◆ **Work instruction**
Would you output the whole of the data exactly?

◆ **Record extracts**
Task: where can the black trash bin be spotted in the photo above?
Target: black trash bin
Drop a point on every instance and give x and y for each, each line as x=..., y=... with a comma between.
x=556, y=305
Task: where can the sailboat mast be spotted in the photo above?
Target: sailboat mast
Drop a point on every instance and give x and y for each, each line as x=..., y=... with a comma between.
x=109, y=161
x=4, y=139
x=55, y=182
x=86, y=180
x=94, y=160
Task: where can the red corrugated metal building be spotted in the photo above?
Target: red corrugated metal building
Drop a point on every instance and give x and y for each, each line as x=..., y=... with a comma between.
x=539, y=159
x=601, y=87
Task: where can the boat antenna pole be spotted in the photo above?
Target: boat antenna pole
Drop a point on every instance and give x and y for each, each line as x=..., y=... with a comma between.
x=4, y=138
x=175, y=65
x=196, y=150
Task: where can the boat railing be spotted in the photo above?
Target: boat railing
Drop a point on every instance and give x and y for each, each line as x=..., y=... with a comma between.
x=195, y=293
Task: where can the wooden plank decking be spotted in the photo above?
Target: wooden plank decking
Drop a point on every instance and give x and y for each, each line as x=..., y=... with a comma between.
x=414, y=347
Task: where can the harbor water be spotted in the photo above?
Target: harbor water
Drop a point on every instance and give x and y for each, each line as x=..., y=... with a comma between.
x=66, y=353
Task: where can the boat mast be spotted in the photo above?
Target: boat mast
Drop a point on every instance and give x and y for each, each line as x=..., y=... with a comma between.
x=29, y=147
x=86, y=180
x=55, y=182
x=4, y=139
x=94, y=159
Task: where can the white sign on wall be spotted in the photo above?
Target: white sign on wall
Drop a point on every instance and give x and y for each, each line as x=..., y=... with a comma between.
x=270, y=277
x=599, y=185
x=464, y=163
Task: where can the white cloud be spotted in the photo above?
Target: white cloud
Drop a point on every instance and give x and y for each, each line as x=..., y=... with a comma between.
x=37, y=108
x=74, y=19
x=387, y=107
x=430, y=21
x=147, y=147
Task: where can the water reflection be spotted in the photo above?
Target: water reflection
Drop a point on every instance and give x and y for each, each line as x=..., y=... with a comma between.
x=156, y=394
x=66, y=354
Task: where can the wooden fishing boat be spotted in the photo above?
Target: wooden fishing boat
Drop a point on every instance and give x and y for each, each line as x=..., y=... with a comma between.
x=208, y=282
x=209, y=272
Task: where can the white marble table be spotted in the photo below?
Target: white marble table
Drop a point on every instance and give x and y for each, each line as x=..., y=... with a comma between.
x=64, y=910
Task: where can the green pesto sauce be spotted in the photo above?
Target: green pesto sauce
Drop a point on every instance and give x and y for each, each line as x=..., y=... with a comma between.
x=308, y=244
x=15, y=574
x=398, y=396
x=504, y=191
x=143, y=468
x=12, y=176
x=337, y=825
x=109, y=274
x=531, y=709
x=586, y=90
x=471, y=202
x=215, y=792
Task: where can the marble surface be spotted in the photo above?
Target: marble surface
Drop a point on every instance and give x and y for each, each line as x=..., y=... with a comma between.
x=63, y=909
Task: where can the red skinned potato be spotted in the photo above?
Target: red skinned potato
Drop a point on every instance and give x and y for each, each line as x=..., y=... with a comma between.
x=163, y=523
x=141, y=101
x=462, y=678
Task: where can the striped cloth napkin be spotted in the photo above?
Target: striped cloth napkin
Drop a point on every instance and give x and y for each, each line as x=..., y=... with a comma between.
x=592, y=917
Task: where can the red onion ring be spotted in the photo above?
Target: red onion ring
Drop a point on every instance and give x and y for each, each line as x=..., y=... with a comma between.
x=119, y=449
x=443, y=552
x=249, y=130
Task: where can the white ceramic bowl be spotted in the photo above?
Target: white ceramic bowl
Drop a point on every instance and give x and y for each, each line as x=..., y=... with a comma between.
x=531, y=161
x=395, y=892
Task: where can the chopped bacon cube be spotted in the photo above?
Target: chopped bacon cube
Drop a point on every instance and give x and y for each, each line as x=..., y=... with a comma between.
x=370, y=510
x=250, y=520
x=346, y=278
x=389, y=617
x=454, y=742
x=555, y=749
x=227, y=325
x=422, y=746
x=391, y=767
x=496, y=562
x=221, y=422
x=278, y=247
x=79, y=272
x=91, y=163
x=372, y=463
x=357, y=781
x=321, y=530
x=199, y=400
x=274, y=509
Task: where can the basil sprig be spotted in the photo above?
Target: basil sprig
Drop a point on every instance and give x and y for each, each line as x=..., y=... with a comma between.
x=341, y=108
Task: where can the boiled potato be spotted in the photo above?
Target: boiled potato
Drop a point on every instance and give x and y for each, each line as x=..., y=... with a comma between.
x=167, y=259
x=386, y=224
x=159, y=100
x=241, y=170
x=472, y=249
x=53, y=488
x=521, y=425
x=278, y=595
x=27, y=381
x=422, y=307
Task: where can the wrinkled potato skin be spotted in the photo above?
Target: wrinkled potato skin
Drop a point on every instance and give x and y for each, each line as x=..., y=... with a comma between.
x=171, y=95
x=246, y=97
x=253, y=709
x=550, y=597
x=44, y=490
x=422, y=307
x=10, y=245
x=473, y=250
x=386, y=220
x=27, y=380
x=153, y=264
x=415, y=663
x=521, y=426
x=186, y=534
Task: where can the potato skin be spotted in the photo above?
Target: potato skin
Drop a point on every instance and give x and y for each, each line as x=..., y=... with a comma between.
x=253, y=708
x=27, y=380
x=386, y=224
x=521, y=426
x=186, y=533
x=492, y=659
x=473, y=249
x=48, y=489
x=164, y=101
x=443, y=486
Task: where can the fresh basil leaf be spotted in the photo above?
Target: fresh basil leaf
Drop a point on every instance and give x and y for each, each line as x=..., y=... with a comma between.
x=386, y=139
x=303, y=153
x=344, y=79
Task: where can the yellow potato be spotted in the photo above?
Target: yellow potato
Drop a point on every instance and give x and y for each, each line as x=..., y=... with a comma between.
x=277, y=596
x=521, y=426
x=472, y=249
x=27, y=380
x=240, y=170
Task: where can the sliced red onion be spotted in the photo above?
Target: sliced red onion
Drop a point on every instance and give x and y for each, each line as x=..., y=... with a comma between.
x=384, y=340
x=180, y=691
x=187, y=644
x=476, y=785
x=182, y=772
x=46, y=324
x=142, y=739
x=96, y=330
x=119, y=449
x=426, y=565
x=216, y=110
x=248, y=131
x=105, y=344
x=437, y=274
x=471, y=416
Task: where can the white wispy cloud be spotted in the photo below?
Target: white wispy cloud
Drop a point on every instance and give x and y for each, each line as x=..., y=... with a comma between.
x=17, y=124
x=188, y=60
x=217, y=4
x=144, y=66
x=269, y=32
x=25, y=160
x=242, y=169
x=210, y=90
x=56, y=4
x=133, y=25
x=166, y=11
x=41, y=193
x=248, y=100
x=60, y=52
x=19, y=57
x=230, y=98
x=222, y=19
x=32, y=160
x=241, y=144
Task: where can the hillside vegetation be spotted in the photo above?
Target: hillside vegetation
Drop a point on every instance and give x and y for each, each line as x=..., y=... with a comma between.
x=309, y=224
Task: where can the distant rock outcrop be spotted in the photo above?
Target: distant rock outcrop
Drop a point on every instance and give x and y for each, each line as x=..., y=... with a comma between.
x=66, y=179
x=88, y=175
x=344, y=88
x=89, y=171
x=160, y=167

◆ **Written solution**
Task: where can the black trash bin be spotted in the photo above?
Target: black trash bin
Drop a point on every instance and give x and y for each, each line as x=..., y=... with a comma between.
x=556, y=305
Task: where can the sailboat mast be spotted in the photo above?
Target: sailboat mast
Drop a point on every instance and give x and y for each, each line as x=..., y=... with a comma between.
x=109, y=161
x=4, y=139
x=55, y=182
x=86, y=180
x=94, y=160
Task: where can the red corrugated metal building be spotted in the photo above?
Target: red corrugated metal building
Drop a point on every instance and give x and y for each, each line as x=..., y=... with a comma between.
x=539, y=159
x=601, y=87
Task: where can the boat antenna pole be spotted in the photo above?
Target: boat antenna pole
Drop a point on every instance and give x and y for each, each line as x=..., y=... with a comma between.
x=4, y=138
x=175, y=65
x=196, y=150
Task: where can the boat railing be spotted in the photo above?
Target: boat railing
Drop a point on every instance and give x and y for each, each line as x=..., y=... with a comma between.
x=195, y=293
Task: where can the wooden plank decking be spotted in the photo above?
Target: wooden plank decking
Drop a point on every instance and give x and y for each, each line as x=..., y=... with a comma between.
x=414, y=347
Task: where can the harbor water be spotted in the photo above?
Target: harbor water
Drop a point on every instance and give x and y for each, each line as x=..., y=... with a comma between.
x=66, y=353
Task: where can the boat mast be spotted in the photo above?
Target: boat mast
Drop a point on every instance and give x and y for each, each line as x=..., y=... with a comma between.
x=29, y=147
x=86, y=180
x=55, y=182
x=4, y=139
x=94, y=159
Task: where can the white sign on wall be spotted in the photo above?
Target: white sign on wall
Drop a point on every instance and give x and y for each, each line as x=..., y=... with a comma between.
x=270, y=277
x=599, y=185
x=464, y=163
Task: where can the white cloud be spotted in the photo above?
Target: white cloud
Drop a point on every instance and give x and y for each, each line as x=..., y=... with a comma between.
x=37, y=108
x=74, y=19
x=387, y=107
x=430, y=21
x=147, y=147
Task: where can the water reflection be spotted in the photo above?
Target: water reflection
Drop a point on every instance and give x and y for each, each line as x=..., y=... with a comma between.
x=156, y=394
x=66, y=354
Task: where can the wooden fishing boat be spotted in the photo above?
Target: wooden fishing boat
Drop a point on every instance and give x and y for each, each line as x=..., y=... with a comma between.
x=208, y=282
x=209, y=272
Task: where can the white marble table be spotted in the photo below?
Target: white marble table
Drop a point on every instance and give x and y for each, each line as x=..., y=... with a comma between.
x=64, y=910
Task: where can the green pesto sauce be spotted in the photo above?
Target: green pesto sauce
Drop a point on every instance and give x and y for each, each line as x=..., y=... with a comma between.
x=308, y=244
x=15, y=574
x=398, y=396
x=504, y=191
x=143, y=468
x=12, y=176
x=337, y=825
x=109, y=274
x=531, y=709
x=586, y=90
x=471, y=202
x=215, y=792
Task: where can the marble surface be spotted in the photo above?
Target: marble surface
Drop a point on every instance and give x and y for each, each line as x=..., y=... with a comma between.
x=63, y=909
Task: where can the red skinned potato be spotted in the photo above?
Target: red skinned potato
Drop a point on every instance and give x and y for each, each line as x=..., y=... with a comma between.
x=163, y=523
x=141, y=101
x=462, y=678
Task: where can the striped cloth napkin be spotted in the photo above?
Target: striped cloth napkin
Drop a point on every instance and give x and y for each, each line as x=..., y=... with a comma between.
x=592, y=917
Task: where can the red onion ring be spotted in the photo above?
Target: red onion ring
Drop a point on every instance and give x and y for each, each line as x=..., y=... with a comma between.
x=119, y=449
x=443, y=552
x=249, y=130
Task: where can the white ceramic bowl be spotted in the photo above?
Target: white ceramic bowl
Drop a point on every instance and give x and y for each, each line as x=..., y=... with a comma between.
x=531, y=161
x=395, y=892
Task: where can the chopped bacon cube be spotted in the photo above?
Target: chopped bacon cube
Drop a point on every instance and give x and y for each, each line as x=..., y=... with a comma between.
x=370, y=510
x=250, y=520
x=346, y=278
x=389, y=617
x=454, y=742
x=555, y=749
x=227, y=325
x=422, y=746
x=391, y=767
x=496, y=562
x=221, y=422
x=278, y=247
x=79, y=272
x=91, y=163
x=372, y=463
x=357, y=781
x=321, y=530
x=199, y=400
x=274, y=509
Task: where can the basil sprig be spotted in the photo above?
Target: basil sprig
Drop a point on every instance and give x and y for each, each line as x=..., y=... with a comma between.
x=341, y=108
Task: where can the boiled potato be spotted in the photo above?
Target: boiled potato
Drop a point on every instance and give x and y for each, each line as x=..., y=... with a comma between.
x=167, y=259
x=386, y=224
x=159, y=100
x=241, y=170
x=472, y=249
x=53, y=488
x=521, y=425
x=278, y=595
x=27, y=381
x=422, y=307
Task: where can the wrinkled potato skin be spotted in the photo above?
Target: wrinkled potato skin
Drop a point on every instance and give x and y for each, each line as x=..., y=... with a comma between.
x=171, y=95
x=246, y=97
x=253, y=709
x=550, y=597
x=44, y=490
x=422, y=307
x=10, y=245
x=473, y=250
x=386, y=220
x=27, y=380
x=153, y=264
x=415, y=663
x=521, y=426
x=186, y=534
Task: where can the potato skin be spotted in the photo above?
Target: potato skin
Drop a point on every instance and give x and y for each, each line as x=..., y=... with a comma between.
x=253, y=708
x=27, y=380
x=386, y=224
x=521, y=426
x=186, y=533
x=492, y=659
x=473, y=249
x=48, y=489
x=164, y=101
x=443, y=486
Task: where can the fresh basil leaf be spotted in the photo above?
Target: fresh basil leaf
Drop a point on every instance and give x and y for each, each line as x=..., y=... with a comma between.
x=386, y=139
x=303, y=153
x=344, y=79
Task: where can the yellow potato be spotted in the photo above?
Target: yellow potato
Drop a point on every instance and give x and y for each, each line as x=..., y=... with a comma between.
x=277, y=596
x=521, y=426
x=472, y=249
x=27, y=380
x=240, y=170
Task: where can the sliced red onion be spotted in the photo above?
Target: sliced red onion
Drop a point on every instance and give x and y for each, each line as x=..., y=... with a comma between.
x=384, y=340
x=180, y=691
x=187, y=644
x=476, y=785
x=182, y=772
x=46, y=324
x=142, y=739
x=96, y=330
x=119, y=449
x=426, y=565
x=216, y=110
x=248, y=131
x=105, y=344
x=437, y=274
x=471, y=416
Task: where can the white wispy cloud be spotted in the photo below?
Target: white wispy cloud
Drop a point on every instance and give x and y for each, each line as x=..., y=... with a comma between.
x=17, y=124
x=188, y=60
x=217, y=4
x=144, y=66
x=269, y=32
x=25, y=160
x=242, y=169
x=210, y=90
x=56, y=4
x=133, y=25
x=166, y=11
x=41, y=193
x=248, y=100
x=60, y=52
x=19, y=57
x=230, y=98
x=222, y=19
x=32, y=160
x=241, y=144
Task: where can the hillside vegetation be spotted in the photo above?
Target: hillside vegetation
Drop a point on every instance and give x and y for each, each line as x=..., y=... with a comma between.
x=309, y=224
Task: where can the distant rock outcrop be spotted in the photo above?
Target: distant rock outcrop
Drop a point on every instance and give x and y for each, each line as x=..., y=... with a comma between.
x=66, y=179
x=88, y=175
x=344, y=88
x=89, y=171
x=160, y=167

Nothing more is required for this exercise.